SOURCE DATA below:

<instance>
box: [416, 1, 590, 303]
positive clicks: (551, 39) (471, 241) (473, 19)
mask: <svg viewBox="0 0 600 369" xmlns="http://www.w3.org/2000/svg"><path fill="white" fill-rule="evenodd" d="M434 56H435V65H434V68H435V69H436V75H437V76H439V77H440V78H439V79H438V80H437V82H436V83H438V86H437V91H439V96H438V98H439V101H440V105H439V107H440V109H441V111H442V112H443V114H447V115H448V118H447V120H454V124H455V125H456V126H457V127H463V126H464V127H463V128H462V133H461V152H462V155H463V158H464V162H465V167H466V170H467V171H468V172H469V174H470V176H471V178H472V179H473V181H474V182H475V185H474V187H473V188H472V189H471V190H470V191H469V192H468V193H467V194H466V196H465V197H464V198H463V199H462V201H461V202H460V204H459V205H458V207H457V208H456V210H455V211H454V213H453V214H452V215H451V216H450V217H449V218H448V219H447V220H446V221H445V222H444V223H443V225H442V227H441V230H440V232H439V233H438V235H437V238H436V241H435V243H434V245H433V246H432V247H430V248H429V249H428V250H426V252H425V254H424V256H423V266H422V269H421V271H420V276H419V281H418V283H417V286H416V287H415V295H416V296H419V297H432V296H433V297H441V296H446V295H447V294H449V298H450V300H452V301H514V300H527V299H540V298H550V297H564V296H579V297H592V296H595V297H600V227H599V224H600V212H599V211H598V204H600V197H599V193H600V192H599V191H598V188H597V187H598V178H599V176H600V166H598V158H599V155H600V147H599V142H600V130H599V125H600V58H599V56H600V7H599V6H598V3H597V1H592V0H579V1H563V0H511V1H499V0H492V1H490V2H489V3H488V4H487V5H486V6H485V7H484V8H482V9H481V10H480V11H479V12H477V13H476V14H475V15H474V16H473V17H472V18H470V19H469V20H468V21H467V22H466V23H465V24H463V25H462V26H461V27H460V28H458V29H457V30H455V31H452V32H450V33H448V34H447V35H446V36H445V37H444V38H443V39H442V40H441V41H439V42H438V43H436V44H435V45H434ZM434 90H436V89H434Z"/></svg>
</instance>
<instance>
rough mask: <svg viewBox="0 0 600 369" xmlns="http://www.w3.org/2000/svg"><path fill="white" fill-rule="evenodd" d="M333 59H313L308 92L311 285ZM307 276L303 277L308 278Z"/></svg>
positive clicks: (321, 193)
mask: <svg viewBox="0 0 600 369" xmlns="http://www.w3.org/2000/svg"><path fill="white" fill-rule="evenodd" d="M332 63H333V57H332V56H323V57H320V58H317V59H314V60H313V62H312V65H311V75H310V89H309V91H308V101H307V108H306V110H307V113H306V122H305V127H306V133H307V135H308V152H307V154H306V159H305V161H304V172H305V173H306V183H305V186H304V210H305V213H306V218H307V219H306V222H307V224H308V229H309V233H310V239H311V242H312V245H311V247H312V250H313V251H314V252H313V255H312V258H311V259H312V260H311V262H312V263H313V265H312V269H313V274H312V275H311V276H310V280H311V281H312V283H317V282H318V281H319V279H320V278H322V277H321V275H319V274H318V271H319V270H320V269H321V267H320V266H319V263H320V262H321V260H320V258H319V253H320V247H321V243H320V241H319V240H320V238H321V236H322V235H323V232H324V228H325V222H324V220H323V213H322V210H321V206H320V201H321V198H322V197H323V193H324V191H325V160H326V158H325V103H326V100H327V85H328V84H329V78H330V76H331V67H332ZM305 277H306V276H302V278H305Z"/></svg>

End of SOURCE DATA.

*WHAT THE TASK ASKS:*
Reproduce all the data precisely, word for word.

*YOUR RESPONSE:*
<instance>
box: [416, 1, 590, 303]
positive clicks: (551, 39) (471, 241) (473, 19)
mask: <svg viewBox="0 0 600 369" xmlns="http://www.w3.org/2000/svg"><path fill="white" fill-rule="evenodd" d="M434 56H435V65H434V68H435V69H436V75H437V76H439V77H440V78H439V79H438V80H437V82H436V83H438V86H437V91H439V96H438V98H439V101H440V105H439V107H440V109H441V111H442V112H443V114H447V115H448V118H447V120H454V124H455V125H456V126H457V127H463V126H464V127H463V128H462V133H461V152H462V155H463V158H464V162H465V167H466V170H467V171H468V172H469V174H470V176H471V178H472V179H473V181H474V182H475V185H474V187H473V188H472V189H471V190H470V191H469V192H468V193H467V194H466V196H465V197H464V198H463V199H462V201H461V202H460V204H459V205H458V207H457V208H456V210H455V211H454V213H453V214H452V215H451V216H450V217H449V218H448V219H447V220H446V221H445V222H444V223H443V225H442V227H441V230H440V232H439V233H438V235H437V238H436V241H435V243H434V245H433V246H432V247H430V248H429V249H428V250H426V252H425V254H424V256H423V266H422V269H421V271H420V276H419V281H418V283H417V286H416V287H415V295H416V296H419V297H432V296H433V297H441V296H446V295H447V294H449V298H450V300H452V301H514V300H527V299H540V298H550V297H564V296H579V297H592V296H595V297H600V227H599V224H600V212H599V211H598V204H600V197H599V193H600V192H599V191H598V188H597V187H598V178H599V176H600V166H598V158H599V155H600V147H599V142H600V130H599V125H600V58H599V56H600V7H599V6H598V3H597V1H592V0H579V1H563V0H511V1H499V0H492V1H490V2H489V3H488V4H487V5H486V6H485V7H484V8H482V9H481V10H480V11H479V12H477V13H476V14H475V15H474V16H473V17H472V18H470V19H469V20H468V21H467V22H466V23H465V24H463V25H462V26H461V27H460V28H458V29H457V30H455V31H452V32H450V33H448V34H447V35H446V36H445V37H444V38H443V39H442V40H441V41H439V42H438V43H436V44H435V45H434ZM434 90H436V89H434Z"/></svg>
</instance>
<instance>
rough mask: <svg viewBox="0 0 600 369" xmlns="http://www.w3.org/2000/svg"><path fill="white" fill-rule="evenodd" d="M333 59H313L308 92L311 285ZM307 276L303 277L308 278Z"/></svg>
positive clicks: (321, 193)
mask: <svg viewBox="0 0 600 369" xmlns="http://www.w3.org/2000/svg"><path fill="white" fill-rule="evenodd" d="M332 63H333V57H332V56H323V57H320V58H317V59H314V60H313V62H312V65H311V75H310V89H309V91H308V101H307V108H306V110H307V113H306V122H305V127H306V133H307V135H308V152H307V154H306V159H305V161H304V172H305V173H306V183H305V186H304V210H305V213H306V218H307V219H306V222H307V224H308V229H309V233H310V239H311V242H312V245H311V247H312V250H313V251H314V252H313V255H312V258H311V259H312V260H311V262H312V263H313V265H312V269H313V274H312V275H311V276H310V280H311V281H312V283H317V282H318V281H319V279H320V278H322V277H321V275H319V274H318V271H319V270H320V269H321V267H320V266H319V263H320V262H321V260H320V258H319V253H320V247H321V243H320V241H319V240H320V238H321V236H322V235H323V232H324V228H325V222H324V220H323V213H322V210H321V206H320V201H321V198H322V197H323V193H324V191H325V160H326V158H325V103H326V100H327V85H328V84H329V78H330V76H331V67H332ZM305 277H306V276H302V278H305Z"/></svg>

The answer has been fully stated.